◆ Arbeitsaufträge ◆
1 - Schreibe aus dem Auszug den Abschnitt von „ESCHBORN. Massives Silber" bis einschließlich „einer wissenschaftlichen Festschrift." wortgetreu heraus.
2 - Beantworte anhand des Auszugs diese Fragen:
(a) In welchem Jahr kam das Pferdchen wieder zutage?
(b) Welche zwei Ämter hat Gerhard Raiss in Eschborn inne?
(c) Wo veröffentlichte Hermann Ament seine Ergebnisse?
3 - Übersetze diesen Satz aus dem Auszug ins Englische: „Massives Silber mit flächiger Vergoldung galt auch vor rund 1500 Jahren als bedeutender Wert."

== Auszug ==

Das Schmuckstück hielt einst die Frauentracht in Falten
Vergoldetes Silberpferdchen ist eines der schönsten Fundstücke des alamannischen Gräberfelds bei Eschborn

ESCHBORN. Massives Silber mit flächiger Vergoldung galt auch vor rund 1500 Jahren als bedeutender Wert. Die Pferdefibel aus Edelmetall hielt wahrscheinlich so lange ein Frauengewand in züchtigen Falten, bis die Trägerin das praktische Schmuckstück verlegte oder verlor. „Da wird die Tochter oder Mutter was zu hören bekommen haben", mutmaßt Gerhard Raiss, Museumsleiter und Stadtarchivar in Eschborn. Die Aushub- und Planierarbeiten für des Neubaugebiet am verlängerten Dörnweg förderten das Pferdchen 1993 wieder zu Tage. Der Mainzer Archäologe Hermann Ament ging der Geschichte des Fundes auf den Grund und veröffentlichte seine Ergebnisse in einer wissenschaftlichen Festschrift.

===
== Bereitgestelltes Material ==

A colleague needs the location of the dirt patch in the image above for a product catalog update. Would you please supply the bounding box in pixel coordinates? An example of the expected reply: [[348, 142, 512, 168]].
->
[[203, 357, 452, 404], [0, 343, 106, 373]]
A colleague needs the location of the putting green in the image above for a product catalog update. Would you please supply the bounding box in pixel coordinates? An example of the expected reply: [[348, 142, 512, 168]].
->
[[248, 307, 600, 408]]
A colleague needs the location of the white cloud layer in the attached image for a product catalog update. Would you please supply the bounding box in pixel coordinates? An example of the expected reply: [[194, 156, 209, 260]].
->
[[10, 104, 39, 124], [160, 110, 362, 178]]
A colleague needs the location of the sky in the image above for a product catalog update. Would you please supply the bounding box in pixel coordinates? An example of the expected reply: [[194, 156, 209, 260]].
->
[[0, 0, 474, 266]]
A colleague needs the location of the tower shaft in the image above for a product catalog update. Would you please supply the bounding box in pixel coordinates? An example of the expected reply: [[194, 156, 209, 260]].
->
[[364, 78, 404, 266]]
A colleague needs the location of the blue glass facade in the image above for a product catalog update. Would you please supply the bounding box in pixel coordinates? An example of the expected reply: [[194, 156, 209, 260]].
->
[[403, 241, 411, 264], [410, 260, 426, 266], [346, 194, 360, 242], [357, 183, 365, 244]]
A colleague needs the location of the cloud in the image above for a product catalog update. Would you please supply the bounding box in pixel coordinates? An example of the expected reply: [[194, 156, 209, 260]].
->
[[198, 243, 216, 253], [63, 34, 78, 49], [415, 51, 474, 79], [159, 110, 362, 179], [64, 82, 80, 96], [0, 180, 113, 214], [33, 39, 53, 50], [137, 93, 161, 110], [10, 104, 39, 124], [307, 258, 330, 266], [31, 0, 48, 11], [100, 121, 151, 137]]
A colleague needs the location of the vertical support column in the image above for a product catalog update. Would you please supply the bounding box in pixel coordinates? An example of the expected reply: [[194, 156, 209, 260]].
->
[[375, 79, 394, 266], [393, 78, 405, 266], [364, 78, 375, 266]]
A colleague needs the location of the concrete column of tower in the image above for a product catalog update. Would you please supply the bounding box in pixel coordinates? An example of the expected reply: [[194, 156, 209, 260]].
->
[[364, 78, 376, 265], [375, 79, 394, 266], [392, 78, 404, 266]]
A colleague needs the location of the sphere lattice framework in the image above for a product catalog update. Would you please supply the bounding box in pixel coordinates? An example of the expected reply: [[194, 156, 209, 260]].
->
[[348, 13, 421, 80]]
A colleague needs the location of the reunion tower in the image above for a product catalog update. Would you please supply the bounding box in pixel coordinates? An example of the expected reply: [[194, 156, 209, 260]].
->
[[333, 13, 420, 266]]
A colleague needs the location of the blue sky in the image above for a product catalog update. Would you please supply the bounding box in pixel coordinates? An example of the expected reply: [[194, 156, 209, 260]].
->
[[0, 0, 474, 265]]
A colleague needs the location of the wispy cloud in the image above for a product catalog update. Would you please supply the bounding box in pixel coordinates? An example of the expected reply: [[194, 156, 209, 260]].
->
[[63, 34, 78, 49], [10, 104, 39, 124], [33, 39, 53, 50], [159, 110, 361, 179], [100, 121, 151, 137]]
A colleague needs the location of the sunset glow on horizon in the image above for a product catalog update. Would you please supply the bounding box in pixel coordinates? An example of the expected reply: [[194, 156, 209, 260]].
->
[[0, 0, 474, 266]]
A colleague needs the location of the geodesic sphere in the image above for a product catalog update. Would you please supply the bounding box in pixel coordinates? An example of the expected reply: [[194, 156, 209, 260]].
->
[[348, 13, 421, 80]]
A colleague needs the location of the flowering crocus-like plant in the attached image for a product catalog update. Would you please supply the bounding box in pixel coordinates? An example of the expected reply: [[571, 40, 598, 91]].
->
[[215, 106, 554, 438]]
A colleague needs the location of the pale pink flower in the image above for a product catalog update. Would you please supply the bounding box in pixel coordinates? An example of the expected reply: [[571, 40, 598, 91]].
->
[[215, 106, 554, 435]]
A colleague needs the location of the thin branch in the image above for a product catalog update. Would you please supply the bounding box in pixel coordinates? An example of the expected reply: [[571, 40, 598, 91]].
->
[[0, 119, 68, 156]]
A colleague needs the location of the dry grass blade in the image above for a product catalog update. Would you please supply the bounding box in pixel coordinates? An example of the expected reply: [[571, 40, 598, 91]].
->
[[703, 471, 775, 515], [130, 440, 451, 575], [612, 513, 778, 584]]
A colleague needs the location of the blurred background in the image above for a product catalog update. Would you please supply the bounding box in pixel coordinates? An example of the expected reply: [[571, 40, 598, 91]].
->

===

◆ Antworten ◆
1 -
ESCHBORN. Massives Silber mit flächiger Vergoldung galt auch vor rund 1500 Jahren als bedeutender Wert. Die Pferdefibel aus Edelmetall hielt wahrscheinlich so lange ein Frauengewand in züchtigen Falten, bis die Trägerin das praktische Schmuckstück verlegte oder verlor. „Da wird die Tochter oder Mutter was zu hören bekommen haben", mutmaßt Gerhard Raiss, Museumsleiter und Stadtarchivar in Eschborn. Die Aushub- und Planierarbeiten für des Neubaugebiet am verlängerten Dörnweg förderten das Pferdchen 1993 wieder zu Tage. Der Mainzer Archäologe Hermann Ament ging der Geschichte des Fundes auf den Grund und veröffentlichte seine Ergebnisse in einer wissenschaftlichen Festschrift.

2 -
(a) 1993
(b) Museumsleiter und Stadtarchivar
(c) In einer wissenschaftlichen Festschrift

3 - Solid silver with surface gilding was considered of great value even around 1,500 years ago.